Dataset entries
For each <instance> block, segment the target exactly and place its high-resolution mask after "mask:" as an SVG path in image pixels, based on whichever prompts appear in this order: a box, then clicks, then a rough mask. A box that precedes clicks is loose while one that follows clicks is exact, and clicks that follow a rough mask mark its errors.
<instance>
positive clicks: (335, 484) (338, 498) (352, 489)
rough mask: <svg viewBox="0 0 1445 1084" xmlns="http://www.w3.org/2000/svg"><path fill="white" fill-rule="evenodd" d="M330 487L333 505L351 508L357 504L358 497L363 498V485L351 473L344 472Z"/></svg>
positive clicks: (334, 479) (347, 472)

Work to be completed:
Each record is to be given again in full, exactly as it reads.

Answer to this problem:
For each <instance> block, segment the target exactly and place its high-resolution mask after "mask:" as an SVG path in image pixels, based on whichever prompts appear in this order: a box, then clicks, then a rough mask. A box that precedes clicks is loose while one that follows clicks is exact, and clicks that follow a rough mask mark its errors.
<instance>
positive clicks: (335, 484) (338, 498) (352, 489)
rough mask: <svg viewBox="0 0 1445 1084" xmlns="http://www.w3.org/2000/svg"><path fill="white" fill-rule="evenodd" d="M330 487L333 505L351 508L357 504L358 497L363 498V485L351 473L344 472Z"/></svg>
positive clicks: (334, 479) (347, 472)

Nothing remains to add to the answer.